The request:
Can you copy the listing below word for word, starting with the line that contains "tag=brick chimney" and going on through the last line of the listing?

---------- Task material ----------

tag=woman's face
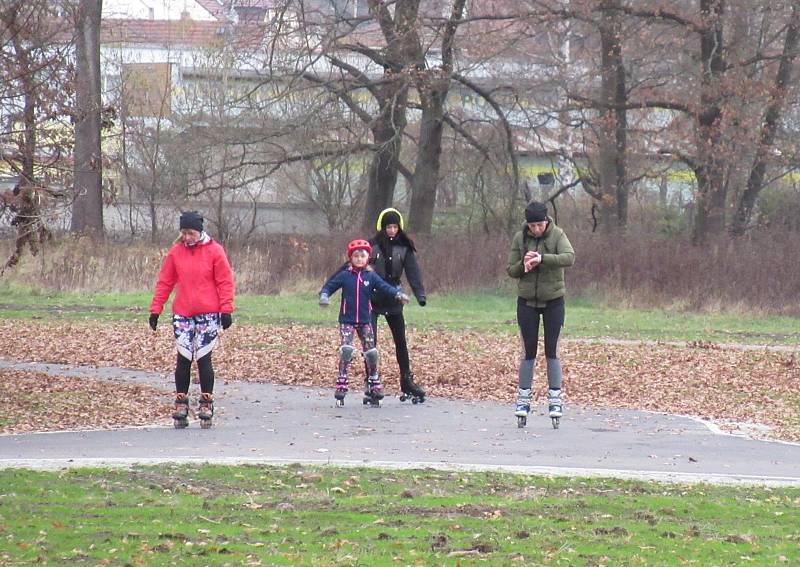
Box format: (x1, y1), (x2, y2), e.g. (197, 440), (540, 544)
(181, 228), (200, 246)
(528, 221), (547, 238)
(384, 224), (400, 238)
(350, 250), (369, 268)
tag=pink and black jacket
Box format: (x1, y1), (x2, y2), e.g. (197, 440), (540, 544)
(320, 266), (401, 325)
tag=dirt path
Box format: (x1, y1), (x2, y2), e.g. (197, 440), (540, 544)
(0, 361), (800, 486)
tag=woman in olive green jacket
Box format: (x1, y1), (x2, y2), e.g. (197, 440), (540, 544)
(507, 201), (575, 427)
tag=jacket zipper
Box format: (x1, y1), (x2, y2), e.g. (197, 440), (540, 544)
(356, 272), (361, 323)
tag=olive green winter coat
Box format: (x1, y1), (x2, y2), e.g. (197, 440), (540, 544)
(506, 217), (575, 307)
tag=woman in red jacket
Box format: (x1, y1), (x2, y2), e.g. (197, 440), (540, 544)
(150, 211), (234, 429)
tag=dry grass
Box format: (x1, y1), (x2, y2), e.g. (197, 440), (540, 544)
(0, 227), (800, 316)
(0, 320), (800, 441)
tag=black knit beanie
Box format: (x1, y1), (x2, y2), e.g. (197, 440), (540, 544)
(525, 201), (547, 222)
(381, 211), (400, 230)
(180, 211), (203, 232)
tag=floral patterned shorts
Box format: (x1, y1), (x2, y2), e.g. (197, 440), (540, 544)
(172, 313), (220, 360)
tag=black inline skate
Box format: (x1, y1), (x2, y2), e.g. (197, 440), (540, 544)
(197, 394), (214, 429)
(400, 372), (425, 404)
(362, 374), (383, 408)
(172, 394), (189, 429)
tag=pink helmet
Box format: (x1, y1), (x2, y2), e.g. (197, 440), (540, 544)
(347, 239), (372, 258)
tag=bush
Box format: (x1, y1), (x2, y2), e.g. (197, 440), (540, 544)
(2, 226), (800, 315)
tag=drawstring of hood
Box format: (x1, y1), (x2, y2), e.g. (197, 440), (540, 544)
(183, 230), (211, 248)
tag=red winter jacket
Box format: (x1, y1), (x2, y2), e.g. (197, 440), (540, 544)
(150, 239), (234, 317)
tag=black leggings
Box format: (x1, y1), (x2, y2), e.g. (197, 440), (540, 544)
(372, 311), (411, 376)
(175, 352), (214, 394)
(517, 297), (564, 360)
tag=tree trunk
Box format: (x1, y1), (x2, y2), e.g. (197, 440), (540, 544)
(361, 82), (408, 233)
(598, 0), (628, 232)
(70, 0), (103, 236)
(408, 78), (449, 234)
(409, 0), (466, 234)
(731, 4), (800, 236)
(692, 0), (727, 245)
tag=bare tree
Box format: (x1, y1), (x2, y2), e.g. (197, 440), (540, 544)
(731, 3), (800, 236)
(71, 0), (103, 236)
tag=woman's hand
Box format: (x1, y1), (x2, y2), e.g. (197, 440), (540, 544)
(522, 250), (542, 273)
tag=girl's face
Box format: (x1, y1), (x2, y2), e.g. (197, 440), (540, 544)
(384, 224), (400, 238)
(350, 250), (369, 268)
(181, 228), (200, 246)
(528, 221), (547, 238)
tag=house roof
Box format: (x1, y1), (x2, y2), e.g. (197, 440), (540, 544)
(101, 20), (267, 48)
(194, 0), (228, 21)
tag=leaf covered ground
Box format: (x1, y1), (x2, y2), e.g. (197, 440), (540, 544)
(0, 320), (800, 441)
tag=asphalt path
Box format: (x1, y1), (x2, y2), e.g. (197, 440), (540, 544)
(0, 360), (800, 486)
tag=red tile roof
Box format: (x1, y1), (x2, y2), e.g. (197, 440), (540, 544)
(101, 20), (267, 48)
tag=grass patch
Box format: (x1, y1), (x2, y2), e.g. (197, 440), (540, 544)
(0, 287), (800, 345)
(0, 466), (800, 565)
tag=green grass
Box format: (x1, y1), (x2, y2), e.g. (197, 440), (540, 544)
(0, 287), (800, 345)
(0, 465), (800, 566)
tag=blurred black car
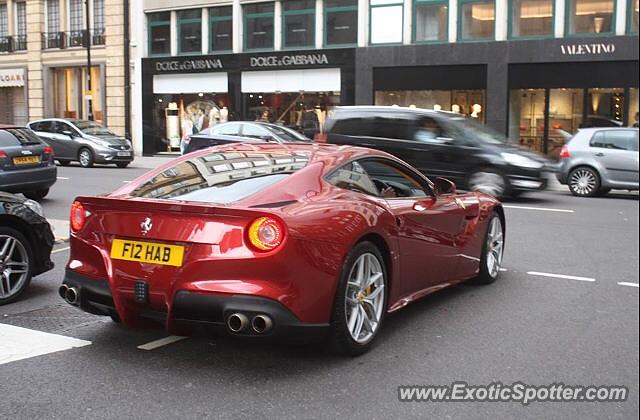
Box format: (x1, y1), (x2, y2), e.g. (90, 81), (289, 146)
(181, 121), (313, 154)
(0, 192), (54, 305)
(316, 106), (553, 197)
(0, 125), (58, 200)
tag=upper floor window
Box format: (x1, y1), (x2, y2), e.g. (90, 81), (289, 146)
(567, 0), (615, 35)
(369, 0), (404, 44)
(209, 6), (233, 51)
(178, 9), (202, 54)
(458, 0), (496, 40)
(147, 12), (171, 55)
(324, 0), (358, 46)
(242, 3), (274, 50)
(510, 0), (554, 37)
(282, 0), (316, 48)
(413, 0), (449, 42)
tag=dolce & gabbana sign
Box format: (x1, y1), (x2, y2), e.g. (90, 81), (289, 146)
(156, 58), (223, 72)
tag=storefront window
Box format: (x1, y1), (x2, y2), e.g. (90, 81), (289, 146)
(369, 0), (404, 44)
(510, 0), (554, 37)
(567, 0), (615, 34)
(147, 12), (171, 55)
(324, 0), (358, 46)
(242, 3), (273, 50)
(375, 90), (485, 122)
(413, 0), (449, 42)
(178, 9), (202, 54)
(282, 0), (316, 48)
(209, 6), (233, 51)
(458, 0), (496, 40)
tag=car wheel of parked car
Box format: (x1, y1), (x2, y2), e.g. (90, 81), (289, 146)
(22, 188), (49, 201)
(78, 147), (93, 168)
(569, 166), (600, 197)
(330, 242), (387, 356)
(468, 169), (507, 197)
(0, 226), (33, 305)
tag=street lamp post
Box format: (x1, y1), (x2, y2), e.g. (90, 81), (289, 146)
(84, 0), (93, 121)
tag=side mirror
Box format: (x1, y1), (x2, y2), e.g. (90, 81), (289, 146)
(434, 177), (456, 194)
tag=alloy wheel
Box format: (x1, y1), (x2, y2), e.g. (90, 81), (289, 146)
(345, 253), (385, 344)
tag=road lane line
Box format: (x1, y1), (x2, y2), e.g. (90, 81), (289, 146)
(502, 204), (575, 213)
(527, 271), (596, 282)
(138, 335), (188, 350)
(0, 324), (91, 365)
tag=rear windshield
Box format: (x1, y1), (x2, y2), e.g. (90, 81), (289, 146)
(131, 152), (309, 204)
(0, 128), (42, 147)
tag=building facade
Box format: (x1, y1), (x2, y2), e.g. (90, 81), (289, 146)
(0, 0), (127, 139)
(133, 0), (638, 156)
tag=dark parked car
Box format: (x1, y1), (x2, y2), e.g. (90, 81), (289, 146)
(28, 118), (133, 168)
(0, 192), (53, 305)
(0, 125), (57, 200)
(318, 106), (553, 197)
(181, 121), (313, 154)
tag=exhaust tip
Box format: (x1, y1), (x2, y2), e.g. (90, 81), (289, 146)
(227, 313), (249, 333)
(64, 287), (80, 305)
(251, 315), (273, 334)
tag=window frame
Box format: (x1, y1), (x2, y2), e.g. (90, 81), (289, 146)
(564, 0), (618, 38)
(411, 0), (451, 44)
(507, 0), (556, 40)
(368, 0), (405, 47)
(146, 12), (173, 57)
(322, 1), (358, 48)
(456, 0), (498, 42)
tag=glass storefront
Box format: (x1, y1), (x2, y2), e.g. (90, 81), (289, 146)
(375, 89), (485, 122)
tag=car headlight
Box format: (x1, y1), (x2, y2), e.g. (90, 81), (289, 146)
(22, 200), (44, 217)
(500, 152), (544, 169)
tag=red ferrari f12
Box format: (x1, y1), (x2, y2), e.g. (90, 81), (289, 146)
(60, 144), (505, 355)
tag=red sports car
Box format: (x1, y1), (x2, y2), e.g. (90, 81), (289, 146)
(60, 144), (505, 354)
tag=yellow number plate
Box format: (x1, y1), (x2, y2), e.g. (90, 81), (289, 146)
(13, 156), (40, 165)
(111, 239), (184, 267)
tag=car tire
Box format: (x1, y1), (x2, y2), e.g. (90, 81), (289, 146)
(567, 166), (600, 197)
(329, 242), (388, 356)
(0, 226), (35, 306)
(474, 213), (504, 284)
(78, 147), (94, 168)
(22, 188), (49, 201)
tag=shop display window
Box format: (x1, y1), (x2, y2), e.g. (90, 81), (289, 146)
(458, 0), (496, 41)
(509, 0), (554, 37)
(413, 0), (449, 42)
(369, 0), (404, 44)
(324, 0), (358, 46)
(242, 3), (274, 51)
(567, 0), (615, 35)
(209, 6), (233, 52)
(282, 0), (316, 48)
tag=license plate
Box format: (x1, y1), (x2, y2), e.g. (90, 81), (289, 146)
(111, 239), (184, 267)
(13, 155), (40, 165)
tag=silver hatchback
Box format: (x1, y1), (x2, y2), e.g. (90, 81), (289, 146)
(556, 127), (638, 197)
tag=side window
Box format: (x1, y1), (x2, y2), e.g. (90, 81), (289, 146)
(360, 159), (428, 198)
(327, 162), (380, 196)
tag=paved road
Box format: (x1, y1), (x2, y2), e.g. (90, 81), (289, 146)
(0, 161), (639, 419)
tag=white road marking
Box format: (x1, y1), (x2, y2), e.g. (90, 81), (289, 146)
(502, 204), (575, 213)
(138, 335), (188, 350)
(0, 324), (91, 365)
(527, 271), (596, 282)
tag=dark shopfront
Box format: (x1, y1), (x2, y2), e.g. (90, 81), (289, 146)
(356, 35), (639, 157)
(142, 49), (355, 155)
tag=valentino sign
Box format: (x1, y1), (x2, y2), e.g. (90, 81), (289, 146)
(560, 43), (616, 55)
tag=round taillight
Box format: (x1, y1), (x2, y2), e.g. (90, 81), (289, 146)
(70, 201), (85, 232)
(248, 217), (284, 251)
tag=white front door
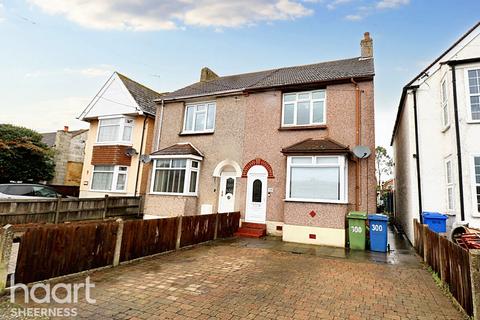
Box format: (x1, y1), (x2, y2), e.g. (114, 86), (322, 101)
(218, 172), (236, 213)
(245, 166), (267, 223)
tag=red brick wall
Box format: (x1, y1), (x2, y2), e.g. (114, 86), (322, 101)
(92, 146), (132, 166)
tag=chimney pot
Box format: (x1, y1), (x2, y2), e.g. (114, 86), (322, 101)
(360, 32), (373, 59)
(200, 67), (218, 82)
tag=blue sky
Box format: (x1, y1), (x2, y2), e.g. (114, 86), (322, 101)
(0, 0), (480, 145)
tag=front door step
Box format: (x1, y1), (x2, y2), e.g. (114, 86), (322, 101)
(235, 222), (267, 238)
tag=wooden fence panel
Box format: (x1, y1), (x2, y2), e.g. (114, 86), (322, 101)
(180, 214), (216, 247)
(217, 212), (240, 238)
(0, 197), (141, 225)
(414, 220), (473, 315)
(15, 222), (117, 283)
(120, 218), (179, 261)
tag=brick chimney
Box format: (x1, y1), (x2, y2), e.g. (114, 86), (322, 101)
(360, 32), (373, 59)
(200, 67), (218, 82)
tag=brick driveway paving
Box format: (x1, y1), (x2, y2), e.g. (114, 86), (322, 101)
(7, 240), (462, 319)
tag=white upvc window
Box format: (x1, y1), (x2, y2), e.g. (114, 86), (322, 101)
(445, 159), (455, 213)
(282, 90), (327, 127)
(467, 69), (480, 122)
(440, 79), (450, 128)
(150, 158), (200, 196)
(182, 102), (216, 133)
(286, 156), (348, 203)
(473, 155), (480, 217)
(97, 116), (134, 144)
(90, 165), (128, 192)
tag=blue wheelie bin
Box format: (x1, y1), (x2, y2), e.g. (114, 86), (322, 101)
(422, 211), (448, 233)
(368, 213), (388, 252)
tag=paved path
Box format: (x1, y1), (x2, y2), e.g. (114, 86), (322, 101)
(7, 240), (462, 319)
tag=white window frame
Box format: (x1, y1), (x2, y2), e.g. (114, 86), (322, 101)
(470, 153), (480, 218)
(440, 75), (450, 130)
(150, 155), (202, 197)
(282, 89), (327, 128)
(95, 116), (135, 145)
(445, 158), (456, 213)
(182, 101), (217, 134)
(465, 65), (480, 123)
(285, 155), (348, 204)
(90, 164), (128, 193)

----------

Task output:
tag=brick chimney
Box format: (x1, y1), (x2, y2), e.g. (114, 86), (322, 101)
(360, 32), (373, 59)
(200, 67), (218, 82)
tag=brick driveway paving
Box format: (x1, y1), (x2, y2), e.g. (114, 86), (322, 101)
(7, 240), (462, 319)
tag=white upvc window
Box format: (x1, y1), (x2, y2), e.g. (114, 86), (322, 101)
(445, 159), (455, 213)
(282, 90), (327, 127)
(467, 69), (480, 122)
(440, 79), (450, 128)
(150, 158), (200, 196)
(182, 102), (216, 133)
(286, 156), (348, 203)
(473, 155), (480, 217)
(97, 116), (134, 144)
(90, 165), (128, 192)
tag=blue wheelie bin
Box format: (x1, y1), (x2, y2), e.g. (114, 86), (322, 101)
(422, 211), (448, 233)
(368, 213), (388, 252)
tag=paved path
Box format: (x1, y1), (x2, y2), e.g. (114, 86), (322, 101)
(7, 240), (462, 319)
tag=white window frame
Box format: (x1, y1), (x2, y2), e.g. (114, 86), (322, 101)
(470, 153), (480, 218)
(440, 75), (450, 130)
(150, 155), (202, 197)
(282, 89), (327, 128)
(95, 116), (135, 145)
(445, 158), (456, 213)
(182, 101), (217, 134)
(465, 65), (480, 123)
(285, 155), (348, 204)
(90, 164), (128, 193)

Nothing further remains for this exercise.